Texto em análise:
****************

Obrigar um músico a cantar todo o dia, é colocá-lo sob a sua própria lupa o dia inteiro, e não podemos fazer menos do que aconselhar que tentem este desafio. Para além do facto de a aprendizagem musical ser um apoio importante para que uma criança aprenda um idioma (Levitin, 2007), esta aprendizagem só fica cimentada com uma prática regular, e as crianças parecem perceber isso, pois repetem constantemente as suas conquistas musicais/linguísticas.

Tal como as investigadoras Blakemore e Frith (2005) defendem, tanto os nossos músculos como o nosso cérebro necessitam de um recalcar constante de boas práticas, se o objetivo é manter tais capacidades. Neste sentido, é pertinente relembrar que uma criança não anda de relógio e calendário na mão com metas a atingir: acredita que com o tempo as coisas resultarão. Isto não implica que sejam menos persistentes: apesar das dificuldades inerentes de aprender toda a complexidade de um idioma, as crianças voltam a tentar todos os dias. Leva à conclusão de que a persistência será de facto um dos grandes pilares na aprendizagem. Irónico como parecemos nascer com uma importante capacidade que nos é desvirtuada ao longo do nosso frenético quotidiano.


E por vezes a vida surpreende-nos. No momento da escrita destas linhas (Gabriel), ouço na rádio uma entrevista ao famoso psicoterapeuta austríaco Arnold Mettnitzer, o qual falava sobre este exato tema. Para meu agradável espanto, também ele afirmou que devíamos começar a ver os nossos filhos como os nossos próprios professores. As razões que este professor e investigador invoca são o facto de uma criança de 3 a 5 anos se conseguir animar e motivar com a mesma tarefa 30 a 50 vezes, rir-se pelo menos 300 vezes e colocar 300 a 400 questões, tudo num só dia. Ele vai mais longe, afirmando que esta curiosidade, abertura, vivacidade, fantasia (no fundo uma energia capaz de mudar o mundo!), vai sendo desconstruída à medida que crescemos e, quando chegamos a meio das nossas vidas, procuramos ajuda (terapia): esta vai fazer nada mais, nada menos, que reconectar o desconectado. Por outras palavras: dar energia, descobrir o nosso potencial que ficou adormecido, aquilo a que podemos chamar de felicidade na vida.

Fazendo um novo paralelismo, desta vez com a nossa prática diária: se apenas trabalhamos de forma mecânica e inconsciente, nunca iremos estar verdadeiramente entusiasmados a estudar. Temos que nos entregar verdadeiramente, e não ficar apenas pela superfície.

****************

[Dados de apontamento por expressão referencial]
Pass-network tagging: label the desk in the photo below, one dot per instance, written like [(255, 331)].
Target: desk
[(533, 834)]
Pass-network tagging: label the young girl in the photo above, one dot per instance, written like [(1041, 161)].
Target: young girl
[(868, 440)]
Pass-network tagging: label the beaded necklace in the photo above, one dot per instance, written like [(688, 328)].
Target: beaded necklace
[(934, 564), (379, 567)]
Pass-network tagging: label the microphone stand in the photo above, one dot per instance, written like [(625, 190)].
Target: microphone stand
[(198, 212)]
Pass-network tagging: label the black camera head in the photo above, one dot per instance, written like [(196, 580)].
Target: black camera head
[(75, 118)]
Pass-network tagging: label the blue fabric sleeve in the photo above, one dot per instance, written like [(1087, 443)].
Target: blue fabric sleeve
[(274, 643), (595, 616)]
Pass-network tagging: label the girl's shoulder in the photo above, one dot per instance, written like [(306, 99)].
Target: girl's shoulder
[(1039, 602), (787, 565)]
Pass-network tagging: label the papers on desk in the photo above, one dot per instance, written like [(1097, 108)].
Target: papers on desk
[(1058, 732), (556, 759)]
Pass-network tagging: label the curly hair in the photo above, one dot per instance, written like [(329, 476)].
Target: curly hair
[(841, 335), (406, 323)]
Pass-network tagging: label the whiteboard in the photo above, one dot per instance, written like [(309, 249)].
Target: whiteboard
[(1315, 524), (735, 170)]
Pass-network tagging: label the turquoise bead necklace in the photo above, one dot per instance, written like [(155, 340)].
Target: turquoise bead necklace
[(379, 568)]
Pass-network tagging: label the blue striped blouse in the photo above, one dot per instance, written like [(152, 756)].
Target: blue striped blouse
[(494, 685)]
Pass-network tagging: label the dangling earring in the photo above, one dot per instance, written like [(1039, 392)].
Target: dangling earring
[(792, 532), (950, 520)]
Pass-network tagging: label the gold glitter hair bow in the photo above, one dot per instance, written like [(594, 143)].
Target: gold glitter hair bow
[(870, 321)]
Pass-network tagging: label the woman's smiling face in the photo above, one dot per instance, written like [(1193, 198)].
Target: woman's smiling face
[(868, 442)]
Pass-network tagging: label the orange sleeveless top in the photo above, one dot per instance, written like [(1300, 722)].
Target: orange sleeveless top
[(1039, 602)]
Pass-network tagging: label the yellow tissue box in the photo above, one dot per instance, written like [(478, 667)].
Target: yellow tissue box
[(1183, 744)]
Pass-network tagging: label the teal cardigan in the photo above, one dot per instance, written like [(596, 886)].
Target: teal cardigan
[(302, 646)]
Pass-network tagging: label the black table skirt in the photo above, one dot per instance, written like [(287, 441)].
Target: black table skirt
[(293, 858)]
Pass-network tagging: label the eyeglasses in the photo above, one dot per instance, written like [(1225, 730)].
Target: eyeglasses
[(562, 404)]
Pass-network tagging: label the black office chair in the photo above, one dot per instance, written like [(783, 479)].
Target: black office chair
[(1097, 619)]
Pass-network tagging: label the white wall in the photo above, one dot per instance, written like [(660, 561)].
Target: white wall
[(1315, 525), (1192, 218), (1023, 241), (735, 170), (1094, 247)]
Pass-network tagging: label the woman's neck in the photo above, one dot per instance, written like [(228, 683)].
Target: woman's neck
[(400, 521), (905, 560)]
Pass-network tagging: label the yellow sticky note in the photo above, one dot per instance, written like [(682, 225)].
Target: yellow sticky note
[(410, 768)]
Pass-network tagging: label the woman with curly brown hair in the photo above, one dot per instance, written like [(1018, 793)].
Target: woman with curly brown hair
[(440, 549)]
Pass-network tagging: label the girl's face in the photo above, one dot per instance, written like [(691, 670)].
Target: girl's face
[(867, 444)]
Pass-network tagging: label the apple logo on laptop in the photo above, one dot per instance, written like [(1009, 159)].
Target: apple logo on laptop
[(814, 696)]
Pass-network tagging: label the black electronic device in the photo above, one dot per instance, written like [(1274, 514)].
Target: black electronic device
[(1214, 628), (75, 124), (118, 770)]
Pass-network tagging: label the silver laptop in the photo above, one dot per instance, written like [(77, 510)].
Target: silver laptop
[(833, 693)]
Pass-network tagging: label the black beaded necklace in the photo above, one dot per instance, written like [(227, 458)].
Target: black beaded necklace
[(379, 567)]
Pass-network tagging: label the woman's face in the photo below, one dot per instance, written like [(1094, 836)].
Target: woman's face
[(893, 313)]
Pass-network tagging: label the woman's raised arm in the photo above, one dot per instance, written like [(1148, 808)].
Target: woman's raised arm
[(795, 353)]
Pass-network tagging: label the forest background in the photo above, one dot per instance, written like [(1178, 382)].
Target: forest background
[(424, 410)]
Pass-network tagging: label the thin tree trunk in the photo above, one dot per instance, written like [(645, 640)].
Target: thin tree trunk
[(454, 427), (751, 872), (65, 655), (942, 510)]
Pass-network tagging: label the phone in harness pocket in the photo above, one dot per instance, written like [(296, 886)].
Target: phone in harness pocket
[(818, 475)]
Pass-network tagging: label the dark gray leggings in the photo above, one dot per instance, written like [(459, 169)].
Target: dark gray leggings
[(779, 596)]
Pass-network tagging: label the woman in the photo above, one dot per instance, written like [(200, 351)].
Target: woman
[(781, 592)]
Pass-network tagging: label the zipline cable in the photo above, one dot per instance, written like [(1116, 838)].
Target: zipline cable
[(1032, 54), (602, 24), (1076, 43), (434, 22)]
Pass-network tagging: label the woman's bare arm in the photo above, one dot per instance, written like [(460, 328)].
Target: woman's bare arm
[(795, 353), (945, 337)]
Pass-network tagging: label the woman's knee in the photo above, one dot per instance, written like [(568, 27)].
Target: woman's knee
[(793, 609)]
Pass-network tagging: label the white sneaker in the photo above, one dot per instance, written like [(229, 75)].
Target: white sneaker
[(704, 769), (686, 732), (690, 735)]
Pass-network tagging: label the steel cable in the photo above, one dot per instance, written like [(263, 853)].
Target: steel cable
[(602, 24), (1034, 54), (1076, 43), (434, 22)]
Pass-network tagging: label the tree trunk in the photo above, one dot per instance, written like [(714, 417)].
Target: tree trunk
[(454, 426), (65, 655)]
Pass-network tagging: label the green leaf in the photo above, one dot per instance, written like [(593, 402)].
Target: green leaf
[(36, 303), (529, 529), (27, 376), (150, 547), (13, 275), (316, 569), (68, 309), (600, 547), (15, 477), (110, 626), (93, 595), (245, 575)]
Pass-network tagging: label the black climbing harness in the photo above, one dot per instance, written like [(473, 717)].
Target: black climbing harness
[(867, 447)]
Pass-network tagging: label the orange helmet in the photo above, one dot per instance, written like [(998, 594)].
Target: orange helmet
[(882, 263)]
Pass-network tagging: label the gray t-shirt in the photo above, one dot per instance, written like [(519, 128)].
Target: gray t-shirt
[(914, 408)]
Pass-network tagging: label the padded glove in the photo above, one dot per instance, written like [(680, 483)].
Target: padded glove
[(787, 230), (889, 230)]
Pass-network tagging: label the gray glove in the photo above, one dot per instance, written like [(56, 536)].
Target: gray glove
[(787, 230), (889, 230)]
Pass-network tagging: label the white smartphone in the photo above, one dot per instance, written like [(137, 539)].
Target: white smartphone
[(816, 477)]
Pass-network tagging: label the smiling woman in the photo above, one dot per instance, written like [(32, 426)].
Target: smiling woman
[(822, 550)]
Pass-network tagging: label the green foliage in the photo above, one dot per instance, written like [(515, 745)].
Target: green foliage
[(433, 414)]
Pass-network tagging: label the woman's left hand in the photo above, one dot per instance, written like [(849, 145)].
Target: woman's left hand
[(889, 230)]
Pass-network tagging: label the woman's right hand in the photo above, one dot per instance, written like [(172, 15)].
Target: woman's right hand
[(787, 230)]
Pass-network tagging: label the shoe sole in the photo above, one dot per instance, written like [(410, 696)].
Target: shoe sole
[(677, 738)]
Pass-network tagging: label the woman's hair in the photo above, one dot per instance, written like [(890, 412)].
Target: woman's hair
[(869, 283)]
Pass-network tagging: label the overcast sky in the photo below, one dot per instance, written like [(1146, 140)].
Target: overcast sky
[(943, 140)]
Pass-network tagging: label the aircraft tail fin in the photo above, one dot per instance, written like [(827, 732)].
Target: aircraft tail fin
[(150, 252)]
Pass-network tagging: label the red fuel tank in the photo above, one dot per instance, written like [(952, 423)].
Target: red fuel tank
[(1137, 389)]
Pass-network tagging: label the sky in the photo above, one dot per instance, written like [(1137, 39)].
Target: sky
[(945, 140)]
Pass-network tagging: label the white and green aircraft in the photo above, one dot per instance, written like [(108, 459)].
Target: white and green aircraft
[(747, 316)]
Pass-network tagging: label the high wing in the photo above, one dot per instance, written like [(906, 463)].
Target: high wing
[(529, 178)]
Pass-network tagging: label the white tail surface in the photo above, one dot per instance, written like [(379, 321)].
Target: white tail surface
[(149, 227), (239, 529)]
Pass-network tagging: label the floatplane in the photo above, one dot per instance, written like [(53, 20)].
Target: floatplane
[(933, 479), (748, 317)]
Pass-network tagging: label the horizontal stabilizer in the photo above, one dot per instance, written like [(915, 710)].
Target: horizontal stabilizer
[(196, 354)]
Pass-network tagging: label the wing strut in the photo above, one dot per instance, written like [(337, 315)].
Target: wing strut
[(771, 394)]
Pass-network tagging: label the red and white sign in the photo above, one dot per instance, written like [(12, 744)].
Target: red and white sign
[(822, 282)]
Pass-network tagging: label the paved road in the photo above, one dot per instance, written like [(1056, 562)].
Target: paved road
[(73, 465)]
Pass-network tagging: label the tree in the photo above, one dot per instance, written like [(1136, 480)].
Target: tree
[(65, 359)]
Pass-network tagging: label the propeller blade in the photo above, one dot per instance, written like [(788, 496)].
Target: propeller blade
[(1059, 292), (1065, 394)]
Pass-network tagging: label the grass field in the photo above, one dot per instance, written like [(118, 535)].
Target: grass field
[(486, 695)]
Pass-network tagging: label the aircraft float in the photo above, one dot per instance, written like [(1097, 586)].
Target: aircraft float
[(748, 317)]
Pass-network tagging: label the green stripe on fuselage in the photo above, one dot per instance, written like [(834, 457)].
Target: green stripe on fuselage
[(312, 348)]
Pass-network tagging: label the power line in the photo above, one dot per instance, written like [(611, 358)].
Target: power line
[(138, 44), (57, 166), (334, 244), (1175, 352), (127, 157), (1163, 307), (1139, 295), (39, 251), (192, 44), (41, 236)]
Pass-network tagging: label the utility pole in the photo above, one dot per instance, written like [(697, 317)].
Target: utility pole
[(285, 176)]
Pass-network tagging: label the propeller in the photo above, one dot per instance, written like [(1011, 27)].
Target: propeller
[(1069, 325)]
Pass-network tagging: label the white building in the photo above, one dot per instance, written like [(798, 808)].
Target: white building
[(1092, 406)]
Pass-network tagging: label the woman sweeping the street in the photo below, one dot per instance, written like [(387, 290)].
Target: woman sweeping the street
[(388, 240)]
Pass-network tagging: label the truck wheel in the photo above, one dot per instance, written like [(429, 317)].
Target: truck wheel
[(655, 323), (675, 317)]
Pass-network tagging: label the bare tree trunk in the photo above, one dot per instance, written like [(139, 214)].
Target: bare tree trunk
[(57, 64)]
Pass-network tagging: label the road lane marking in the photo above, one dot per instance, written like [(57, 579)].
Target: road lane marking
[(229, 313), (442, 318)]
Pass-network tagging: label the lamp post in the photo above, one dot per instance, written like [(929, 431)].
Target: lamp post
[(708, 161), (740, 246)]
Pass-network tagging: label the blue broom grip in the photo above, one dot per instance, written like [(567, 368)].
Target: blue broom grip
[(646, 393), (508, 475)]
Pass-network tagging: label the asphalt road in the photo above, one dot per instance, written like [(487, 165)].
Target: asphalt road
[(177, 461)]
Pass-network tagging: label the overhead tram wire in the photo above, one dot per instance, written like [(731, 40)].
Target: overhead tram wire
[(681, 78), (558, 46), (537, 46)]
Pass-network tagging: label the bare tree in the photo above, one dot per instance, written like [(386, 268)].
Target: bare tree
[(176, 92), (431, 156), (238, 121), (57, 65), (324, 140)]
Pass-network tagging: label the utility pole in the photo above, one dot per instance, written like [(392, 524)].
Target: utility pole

****************

Série de exercícios:
(1) Indique se cada uma das afirmações seguintes está de acordo com o texto em análise: (a) segundo Blakemore e Frith, os músculos e o cérebro precisam de prática constante para manter as capacidades; (b) Arnold Mettnitzer é apresentado como psicoterapeuta alemão; (c) uma criança de 3 a 5 anos coloca cerca de cem questões por dia. Responda com sim ou não e cite as palavras decisivas do texto.
(2) Segundo o texto em análise, quantas vezes por dia consegue uma criança de 3 a 5 anos animar-se e motivar-se com a mesma tarefa?
(3) Prolongue o texto em análise a partir do ponto em que termina.

Respostas seguintes:
(1)
(a) Sim: «tanto os nossos músculos como o nosso cérebro necessitam de um recalcar constante de boas práticas, se o objetivo é manter tais capacidades».
(b) Não: «famoso psicoterapeuta austríaco Arnold Mettnitzer».
(c) Não: «colocar 300 a 400 questões, tudo num só dia».

(2) De 30 a 50 vezes.

(3)
Citando novamente Richard Feynman (1985): “I don't know anything, but I do know that everything is interesting if you go into it deeply enough.” Foi preciso bastante tempo para processar estas afirmações. Mas o que pudemos retirar delas é que a energia, criatividade, paixão e ousadia são inerentes ao ser humano desde a nascença, e que não devem ser suprimidas. Essas qualidades, vejo-as (Gabriel) no meu filho e tento depois transportá-las para as minhas sessões de estudo, na esperança que possa contagiar outros com a magia que o meu filho me transmite.

 

Em suma, acreditamos que ao atrasar o ritmo agitado (ver crónica anterior) em que tudo se processa diariamente, para calmamente mergulhar no mundo de aprendizagem de uma criança, damo-nos conta de que é desta calma que precisamos para uma aprendizagem eficaz. Porém, mais do que a tranquilidade, é a simplicidade das metas a que se propõem as crianças que deve nortear a nossa aprendizagem, para que o caminho seja mais produtivo e a viagem mais gratificante.

 

Ricardo e Gabriel Antão

 

 

¹ Numa tradução livre nossa. Podem saber mais aqui: https://fs.blog/2021/02/feynman-learning-technique/ e
também em https://collegeinfogeek.com/feynman-technique/

 

Referências:

Blakemore, S. & Frith, U. (2005) O cérebro que aprende – Lições para a Educação, Lisboa: Gradiva Publicações. ISBN 978-989-616-325-9

Levitin, D. (2007). This is your Brain on Music: The Science of a Human obsession. New York: Plume. Pp. 1-12

Feynman, R. (1985). Surely you're joking, Mr. Feynman: adventures of a curious character. New York: W.W. Norton.